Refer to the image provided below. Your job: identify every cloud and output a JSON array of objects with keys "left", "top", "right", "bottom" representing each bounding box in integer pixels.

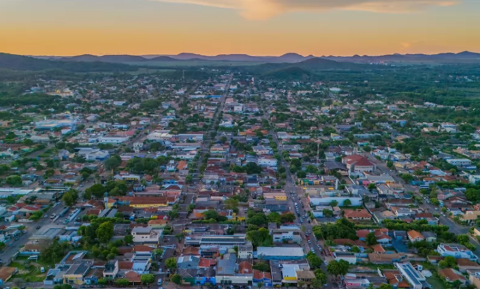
[{"left": 152, "top": 0, "right": 459, "bottom": 19}]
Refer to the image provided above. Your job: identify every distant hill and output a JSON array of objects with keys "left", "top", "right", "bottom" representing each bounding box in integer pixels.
[
  {"left": 149, "top": 56, "right": 179, "bottom": 61},
  {"left": 258, "top": 57, "right": 363, "bottom": 73},
  {"left": 0, "top": 53, "right": 137, "bottom": 72},
  {"left": 29, "top": 50, "right": 480, "bottom": 67},
  {"left": 324, "top": 51, "right": 480, "bottom": 63},
  {"left": 276, "top": 53, "right": 313, "bottom": 63},
  {"left": 295, "top": 57, "right": 362, "bottom": 69},
  {"left": 66, "top": 54, "right": 148, "bottom": 62}
]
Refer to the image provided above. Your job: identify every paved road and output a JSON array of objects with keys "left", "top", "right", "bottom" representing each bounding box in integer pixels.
[
  {"left": 0, "top": 203, "right": 68, "bottom": 263},
  {"left": 264, "top": 111, "right": 332, "bottom": 288}
]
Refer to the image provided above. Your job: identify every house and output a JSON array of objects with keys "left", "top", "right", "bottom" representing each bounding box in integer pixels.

**Task brief**.
Drop every picture from the data, then output all the rest exactly.

**Answer section**.
Refer to the image provided below. Your job: identify every cloud and output a JSON array of objects with keys "left", "top", "right", "bottom" representing each bounding box in integer pixels.

[{"left": 152, "top": 0, "right": 459, "bottom": 19}]
Refer to the image provided above. Your job: identify every distant hill and output a JSON array of objects with keys "left", "top", "right", "bottom" representing each bounding box in integer pixels.
[
  {"left": 149, "top": 56, "right": 179, "bottom": 61},
  {"left": 258, "top": 57, "right": 363, "bottom": 73},
  {"left": 0, "top": 53, "right": 137, "bottom": 72},
  {"left": 29, "top": 50, "right": 480, "bottom": 67},
  {"left": 324, "top": 51, "right": 480, "bottom": 63},
  {"left": 276, "top": 53, "right": 313, "bottom": 63},
  {"left": 295, "top": 57, "right": 362, "bottom": 69},
  {"left": 66, "top": 54, "right": 148, "bottom": 62}
]
Refer to the image provided above. Your job: identify every paved road and output a JSON array of objects with keys "left", "top", "right", "bottom" representing each bounding box in integer pixels.
[
  {"left": 0, "top": 203, "right": 68, "bottom": 263},
  {"left": 264, "top": 111, "right": 332, "bottom": 288}
]
Refer to the image provided above. Your job: identify every house and output a JSON array of objects with keys "left", "top", "right", "bottom" representing each bounding box in integer pixels.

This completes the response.